Y la advocación a la seguridad jurídica parece olvidar que nada hay más
propio que el cuerpo de uno mismo.
El poder
económico concentrado sigue pensando –como en el siglo XVII– que el
hogar de un inglés es su castillo y que, como decía Locke, el cabeza de
familia es un monarca absoluto aunque con su poder limitado al ámbito de
su propiedad. En ese ámbito de lo doméstico están la relación entre el
señor y su mujer, entre padres e hijos y, fundamentalmente, entre el
patrón y sus empleados.
Pero en el
mundo sucedió una conmoción muy grande que tomó el nombre de Revolución
Francesa que, entre otras cosas, señaló que el dominio sobre las cosas
no importa poder sobre las personas, que el poder de la ley –expresión
de la soberanía del Pueblo– afecta por igual a todos los ciudadanos. En
ese nuevo marco de legalidad se hace posible el cuestionamiento del
carácter absoluto de “lo doméstico” y salen a luz los nuevos
antagonismos. En particular, la grieta que divide a los que ponen en el
contrato su fuerza de trabajo y quienes –porque tienen medios y objeto
de producción– se apropian de su producto.
Hasta se
puede decir que el devenir histórico desde entonces es el de la
disolución paulatina de estos poderes domésticos absolutos: los derechos
de los niños, la lucha por la igualdad de género y la opción sexual y,
en lo que a nosotros nos atañe, la relación entre los patrones y
empleados.

- **Listado de datos**:

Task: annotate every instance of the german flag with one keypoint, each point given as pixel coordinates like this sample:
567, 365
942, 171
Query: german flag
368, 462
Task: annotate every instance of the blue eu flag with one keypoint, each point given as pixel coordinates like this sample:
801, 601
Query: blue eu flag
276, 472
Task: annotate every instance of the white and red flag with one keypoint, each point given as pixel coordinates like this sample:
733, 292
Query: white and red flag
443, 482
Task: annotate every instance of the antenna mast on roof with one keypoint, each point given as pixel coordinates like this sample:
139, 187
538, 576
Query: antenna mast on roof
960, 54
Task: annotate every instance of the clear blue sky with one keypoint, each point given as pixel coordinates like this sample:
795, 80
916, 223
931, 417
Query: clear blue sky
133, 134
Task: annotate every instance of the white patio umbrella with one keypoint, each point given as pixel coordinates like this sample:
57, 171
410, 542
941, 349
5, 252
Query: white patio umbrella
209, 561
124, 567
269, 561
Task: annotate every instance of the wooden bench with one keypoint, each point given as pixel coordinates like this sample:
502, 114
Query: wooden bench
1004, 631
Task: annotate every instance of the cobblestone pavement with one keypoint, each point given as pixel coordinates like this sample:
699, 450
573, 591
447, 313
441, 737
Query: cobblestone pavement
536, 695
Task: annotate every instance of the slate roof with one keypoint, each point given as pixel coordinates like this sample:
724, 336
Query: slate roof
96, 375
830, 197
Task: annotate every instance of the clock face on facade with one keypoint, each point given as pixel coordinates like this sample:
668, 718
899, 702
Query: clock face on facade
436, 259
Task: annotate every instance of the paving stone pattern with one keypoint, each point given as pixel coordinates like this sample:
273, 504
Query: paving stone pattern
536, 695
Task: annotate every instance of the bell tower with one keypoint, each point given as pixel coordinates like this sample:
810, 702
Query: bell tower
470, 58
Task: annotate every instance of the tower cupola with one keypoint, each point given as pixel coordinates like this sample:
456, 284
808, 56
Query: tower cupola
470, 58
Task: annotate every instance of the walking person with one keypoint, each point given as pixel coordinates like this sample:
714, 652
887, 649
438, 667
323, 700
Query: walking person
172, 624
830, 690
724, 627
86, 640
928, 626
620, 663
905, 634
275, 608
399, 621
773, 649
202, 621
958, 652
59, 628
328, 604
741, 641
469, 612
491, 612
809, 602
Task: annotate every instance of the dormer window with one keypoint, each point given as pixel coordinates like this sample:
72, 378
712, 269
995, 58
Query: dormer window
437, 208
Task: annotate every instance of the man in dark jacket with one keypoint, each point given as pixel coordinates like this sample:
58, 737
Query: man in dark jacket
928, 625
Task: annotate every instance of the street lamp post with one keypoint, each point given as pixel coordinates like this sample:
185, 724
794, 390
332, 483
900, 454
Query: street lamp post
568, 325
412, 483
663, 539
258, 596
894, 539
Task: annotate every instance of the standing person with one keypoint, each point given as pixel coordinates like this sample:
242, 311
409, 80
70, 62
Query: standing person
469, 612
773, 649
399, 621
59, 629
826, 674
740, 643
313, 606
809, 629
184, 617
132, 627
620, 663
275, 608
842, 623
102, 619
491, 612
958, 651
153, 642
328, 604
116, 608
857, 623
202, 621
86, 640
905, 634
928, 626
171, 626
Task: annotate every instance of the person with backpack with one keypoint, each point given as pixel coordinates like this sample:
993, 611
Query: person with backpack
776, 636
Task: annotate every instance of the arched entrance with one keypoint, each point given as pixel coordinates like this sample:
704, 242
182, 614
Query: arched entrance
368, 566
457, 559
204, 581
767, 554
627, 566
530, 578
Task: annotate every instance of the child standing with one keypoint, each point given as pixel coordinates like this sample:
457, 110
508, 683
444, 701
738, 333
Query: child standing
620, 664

- **Objetivo del ejercicio**: Reproduce literalmente el fragmento del pasaje sobre el poder doméstico que va desde "Y la advocación" hasta "y sus empleados.", incluidas ambas expresiones. El material no interviene en absoluto aquí.

- **Solución**:
Y la advocación a la seguridad jurídica parece olvidar que nada hay más
propio que el cuerpo de uno mismo.
El poder
económico concentrado sigue pensando –como en el siglo XVII– que el
hogar de un inglés es su castillo y que, como decía Locke, el cabeza de
familia es un monarca absoluto aunque con su poder limitado al ámbito de
su propiedad. En ese ámbito de lo doméstico están la relación entre el
señor y su mujer, entre padres e hijos y, fundamentalmente, entre el
patrón y sus empleados.